*** Opening of Document extract ***

If you're the mother of a baby with allergies, you'll know all-too-well that managing them can be a challenging and stressful affair - and very much a team effort.
Spare a thought then for one "livid" breastfeeding mum whose "control freak" mother-in-law ignored her bub's cow's milk allergy, despite being aware of it.
In a post to Mumsnet, the author shared that she is on a strict "no dairy" diet, due to her baby's condition. After being invited to dinner, the mum said she'd informed her mother-in-law three times about her dietary requirements.
"I even messaged this morning to say even no seasoning that contains dairy," she writes. "Fast forward to me tucking into chicken breast and plain potatoes her partner lets slip about the ready basted chicken in the bag being so handy ...basted in ... butter."
Unfazed, the author's MIL simply said she'd peeled the skin off once it was cooked.
By this stage, however, the mum said she'd already eaten " a decent chunk of it" and there was "no turning back".
"I'm so f***ing angry," she said. "I was so shocked I didn't say a single word but I wish I had."
The frustrated mum explained that she was ready to call her mother-in-law and say they're not coming again for dinner "until she's willing to respect something as vital as an allergen."
"[The] same woman point-blank refused to see [the baby] had a cow's milk allergy as the doctors are always coming up with new silly things," she wrote. "Yeah cause the nearly eight hours of crying a day and sore nappies were mine and the doctor's imagination."
Adding that she was up for a literal shit few days, the mum said her husband had offered to call his mum for her.

*** Close of Document extract ***

*Task item A:*
In the article about the dairy-allergy dinner, what reason does it give for the mother keeping to a strict no-dairy diet? Answer in one to three sentences.
*Task item B:*
Write the next part of the article about the dairy-allergy dinner, picking up after its final sentence.

*** Opening of Material shown ***

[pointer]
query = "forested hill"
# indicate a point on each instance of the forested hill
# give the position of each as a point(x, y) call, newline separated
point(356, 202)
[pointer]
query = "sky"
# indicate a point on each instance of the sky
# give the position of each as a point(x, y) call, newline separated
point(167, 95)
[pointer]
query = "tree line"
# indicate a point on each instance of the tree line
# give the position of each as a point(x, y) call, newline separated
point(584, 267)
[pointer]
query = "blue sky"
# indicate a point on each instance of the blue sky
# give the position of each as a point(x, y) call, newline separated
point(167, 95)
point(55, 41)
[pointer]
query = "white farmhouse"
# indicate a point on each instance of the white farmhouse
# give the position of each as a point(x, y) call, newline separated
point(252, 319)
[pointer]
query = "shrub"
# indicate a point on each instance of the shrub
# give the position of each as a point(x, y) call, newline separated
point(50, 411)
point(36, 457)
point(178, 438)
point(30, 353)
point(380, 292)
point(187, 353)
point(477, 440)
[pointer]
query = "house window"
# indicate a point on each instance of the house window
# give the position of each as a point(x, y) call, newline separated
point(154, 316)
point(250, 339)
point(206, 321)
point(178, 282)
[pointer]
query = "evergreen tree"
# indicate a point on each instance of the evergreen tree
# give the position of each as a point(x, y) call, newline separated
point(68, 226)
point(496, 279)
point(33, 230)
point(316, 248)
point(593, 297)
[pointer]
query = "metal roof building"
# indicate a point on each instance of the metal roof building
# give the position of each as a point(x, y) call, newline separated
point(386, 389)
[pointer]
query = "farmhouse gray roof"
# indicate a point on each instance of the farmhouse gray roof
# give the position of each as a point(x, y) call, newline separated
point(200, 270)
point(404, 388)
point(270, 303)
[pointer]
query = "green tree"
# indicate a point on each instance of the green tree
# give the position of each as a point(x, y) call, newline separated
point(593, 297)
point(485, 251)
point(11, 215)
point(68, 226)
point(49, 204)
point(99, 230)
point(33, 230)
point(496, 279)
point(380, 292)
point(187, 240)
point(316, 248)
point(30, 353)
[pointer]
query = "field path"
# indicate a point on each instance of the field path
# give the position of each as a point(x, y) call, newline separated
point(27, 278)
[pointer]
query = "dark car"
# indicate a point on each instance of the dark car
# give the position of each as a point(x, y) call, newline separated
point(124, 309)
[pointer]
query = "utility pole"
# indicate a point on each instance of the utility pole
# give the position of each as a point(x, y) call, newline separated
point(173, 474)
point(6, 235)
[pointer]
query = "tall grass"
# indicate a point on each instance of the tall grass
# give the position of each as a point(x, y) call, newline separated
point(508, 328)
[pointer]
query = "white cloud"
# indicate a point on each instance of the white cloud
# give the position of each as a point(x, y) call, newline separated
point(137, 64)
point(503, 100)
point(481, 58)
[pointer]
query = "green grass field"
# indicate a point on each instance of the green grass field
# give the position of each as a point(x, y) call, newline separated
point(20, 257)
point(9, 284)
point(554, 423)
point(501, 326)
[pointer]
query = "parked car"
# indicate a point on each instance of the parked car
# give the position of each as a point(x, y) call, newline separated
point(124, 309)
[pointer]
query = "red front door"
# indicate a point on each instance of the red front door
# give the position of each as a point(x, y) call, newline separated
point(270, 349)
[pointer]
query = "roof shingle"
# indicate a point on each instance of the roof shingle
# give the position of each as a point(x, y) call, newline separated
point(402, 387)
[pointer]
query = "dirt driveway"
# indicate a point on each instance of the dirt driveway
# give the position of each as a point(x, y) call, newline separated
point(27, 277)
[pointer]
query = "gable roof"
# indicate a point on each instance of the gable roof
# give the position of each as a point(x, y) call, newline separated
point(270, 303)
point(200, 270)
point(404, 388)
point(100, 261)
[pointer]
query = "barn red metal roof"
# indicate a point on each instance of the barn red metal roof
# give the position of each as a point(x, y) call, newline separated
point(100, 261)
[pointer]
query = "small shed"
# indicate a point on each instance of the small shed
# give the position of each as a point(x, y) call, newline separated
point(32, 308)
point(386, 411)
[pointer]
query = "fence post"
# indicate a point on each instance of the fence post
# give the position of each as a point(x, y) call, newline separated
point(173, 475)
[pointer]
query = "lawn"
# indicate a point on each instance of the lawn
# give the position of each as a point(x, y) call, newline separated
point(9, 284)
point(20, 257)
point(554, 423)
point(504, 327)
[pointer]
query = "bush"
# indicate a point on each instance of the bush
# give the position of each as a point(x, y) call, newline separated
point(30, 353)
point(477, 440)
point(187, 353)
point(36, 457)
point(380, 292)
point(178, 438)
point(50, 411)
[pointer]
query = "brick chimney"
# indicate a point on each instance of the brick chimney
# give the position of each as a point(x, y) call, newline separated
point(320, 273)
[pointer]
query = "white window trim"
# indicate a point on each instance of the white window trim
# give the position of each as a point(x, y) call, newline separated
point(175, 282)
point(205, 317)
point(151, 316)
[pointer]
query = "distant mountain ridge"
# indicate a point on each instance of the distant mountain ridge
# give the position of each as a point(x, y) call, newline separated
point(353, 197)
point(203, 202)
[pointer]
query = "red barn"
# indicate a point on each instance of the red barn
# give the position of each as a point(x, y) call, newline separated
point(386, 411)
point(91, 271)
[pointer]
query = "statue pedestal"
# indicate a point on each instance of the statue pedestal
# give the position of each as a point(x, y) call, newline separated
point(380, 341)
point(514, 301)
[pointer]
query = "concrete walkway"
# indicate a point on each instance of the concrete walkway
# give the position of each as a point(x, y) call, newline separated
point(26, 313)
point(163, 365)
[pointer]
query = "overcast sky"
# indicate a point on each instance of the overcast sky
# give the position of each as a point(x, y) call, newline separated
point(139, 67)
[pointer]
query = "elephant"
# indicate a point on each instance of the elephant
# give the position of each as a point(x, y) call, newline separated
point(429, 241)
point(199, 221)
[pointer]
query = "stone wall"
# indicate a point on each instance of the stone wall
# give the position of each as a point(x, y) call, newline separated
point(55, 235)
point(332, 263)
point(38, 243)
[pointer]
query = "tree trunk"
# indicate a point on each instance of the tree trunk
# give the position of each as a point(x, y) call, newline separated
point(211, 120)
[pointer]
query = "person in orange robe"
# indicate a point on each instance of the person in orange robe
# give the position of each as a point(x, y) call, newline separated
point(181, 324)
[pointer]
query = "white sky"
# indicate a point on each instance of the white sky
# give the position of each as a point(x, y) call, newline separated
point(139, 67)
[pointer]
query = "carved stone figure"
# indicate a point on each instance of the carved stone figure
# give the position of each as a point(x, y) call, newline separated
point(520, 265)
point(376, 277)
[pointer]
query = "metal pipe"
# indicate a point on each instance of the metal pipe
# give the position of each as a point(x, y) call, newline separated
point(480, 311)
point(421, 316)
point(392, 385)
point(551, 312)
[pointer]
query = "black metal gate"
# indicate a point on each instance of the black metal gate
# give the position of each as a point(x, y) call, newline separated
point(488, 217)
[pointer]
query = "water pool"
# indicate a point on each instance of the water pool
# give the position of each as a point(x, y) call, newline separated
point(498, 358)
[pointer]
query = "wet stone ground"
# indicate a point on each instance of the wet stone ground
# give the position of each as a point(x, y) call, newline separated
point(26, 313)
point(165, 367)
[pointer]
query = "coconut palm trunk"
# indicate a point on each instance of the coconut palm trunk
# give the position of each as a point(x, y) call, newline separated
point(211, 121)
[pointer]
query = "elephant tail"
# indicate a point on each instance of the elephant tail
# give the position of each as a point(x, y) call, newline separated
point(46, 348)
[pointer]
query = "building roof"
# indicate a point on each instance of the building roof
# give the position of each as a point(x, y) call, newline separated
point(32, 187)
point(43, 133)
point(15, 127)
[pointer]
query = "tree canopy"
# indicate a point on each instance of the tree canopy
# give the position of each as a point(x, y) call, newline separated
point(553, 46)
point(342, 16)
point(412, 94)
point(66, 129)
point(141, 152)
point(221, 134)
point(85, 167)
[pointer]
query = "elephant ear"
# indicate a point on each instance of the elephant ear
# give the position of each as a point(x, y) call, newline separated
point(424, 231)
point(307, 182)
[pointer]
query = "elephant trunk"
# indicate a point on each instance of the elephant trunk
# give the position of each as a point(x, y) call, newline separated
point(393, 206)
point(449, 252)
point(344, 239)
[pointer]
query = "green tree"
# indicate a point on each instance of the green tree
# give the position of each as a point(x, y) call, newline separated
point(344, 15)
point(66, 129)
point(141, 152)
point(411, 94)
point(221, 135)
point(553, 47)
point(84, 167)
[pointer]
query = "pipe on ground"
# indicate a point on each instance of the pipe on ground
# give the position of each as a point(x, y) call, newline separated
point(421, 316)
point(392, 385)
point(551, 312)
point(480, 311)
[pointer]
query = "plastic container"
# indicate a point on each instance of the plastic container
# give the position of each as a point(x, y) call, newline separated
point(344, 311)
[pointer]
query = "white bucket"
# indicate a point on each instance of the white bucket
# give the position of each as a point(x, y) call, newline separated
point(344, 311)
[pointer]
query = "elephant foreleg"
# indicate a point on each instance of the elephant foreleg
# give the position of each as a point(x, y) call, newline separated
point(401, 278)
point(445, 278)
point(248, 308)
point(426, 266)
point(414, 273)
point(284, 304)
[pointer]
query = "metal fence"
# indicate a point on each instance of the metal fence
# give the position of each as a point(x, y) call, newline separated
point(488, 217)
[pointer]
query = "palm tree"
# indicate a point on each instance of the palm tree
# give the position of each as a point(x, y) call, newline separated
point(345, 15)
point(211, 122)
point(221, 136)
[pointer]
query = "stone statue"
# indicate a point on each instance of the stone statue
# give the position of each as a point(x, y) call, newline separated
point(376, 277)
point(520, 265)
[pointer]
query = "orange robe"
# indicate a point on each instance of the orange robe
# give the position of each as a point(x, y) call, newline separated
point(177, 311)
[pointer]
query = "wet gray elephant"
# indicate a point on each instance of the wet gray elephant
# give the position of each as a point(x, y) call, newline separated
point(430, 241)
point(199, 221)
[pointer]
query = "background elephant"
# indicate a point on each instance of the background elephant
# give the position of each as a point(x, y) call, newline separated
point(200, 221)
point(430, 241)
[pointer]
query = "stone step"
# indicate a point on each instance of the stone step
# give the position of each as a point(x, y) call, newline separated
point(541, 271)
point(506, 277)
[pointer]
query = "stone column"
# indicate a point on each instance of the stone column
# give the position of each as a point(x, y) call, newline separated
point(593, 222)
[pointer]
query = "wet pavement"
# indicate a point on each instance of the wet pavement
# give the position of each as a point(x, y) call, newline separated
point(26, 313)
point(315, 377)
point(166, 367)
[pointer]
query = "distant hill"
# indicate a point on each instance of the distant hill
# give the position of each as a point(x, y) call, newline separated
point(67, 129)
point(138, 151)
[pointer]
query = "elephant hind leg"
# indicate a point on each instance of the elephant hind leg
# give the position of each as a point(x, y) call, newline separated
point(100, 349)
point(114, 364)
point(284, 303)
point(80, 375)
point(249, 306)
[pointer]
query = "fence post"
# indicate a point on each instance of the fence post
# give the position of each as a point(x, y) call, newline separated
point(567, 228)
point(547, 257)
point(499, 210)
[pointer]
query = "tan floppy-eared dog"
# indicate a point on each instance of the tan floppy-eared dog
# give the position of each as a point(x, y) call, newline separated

*** Close of Material shown ***

*Answer section A:*
She keeps to the diet because of her baby's condition. The baby, whom she breastfeeds, has a cow's milk allergy.

*Answer section B:*
"I think he's just scared I'm going to let loose about it," she said. "So maybe I'll let him do the talking in case I lose my head."
Responses to the mum's story were polarising.
"Wow just wow. I wouldn't let that woman near me or my dc (dear children) ever again," one commenter wrote.
Others, however, felt she was overreacting.
"She said she took the skin off the potatoes which demonstrates ignorance more than malice," one woman wrote. "Try to educate her rather than berate her."
According to ASCIA, the peak professional body of clinical immunology/allergy specialists in Australia and New Zealand, around two per cent of infants have a cow's milk allergy. Allergic reactions range from mild to severe. While most children outgrow cow's milk allergy by the age of three to five years, in some people cow's milk allergy may not be outgrown.
ASCIA also notes that breastfeeding mothers may sometimes need to remove cow's milk protein from their diet. "The need to avoid cow's milk protein by a breastfeeding mother should be confirmed by your child's medical specialist," they write.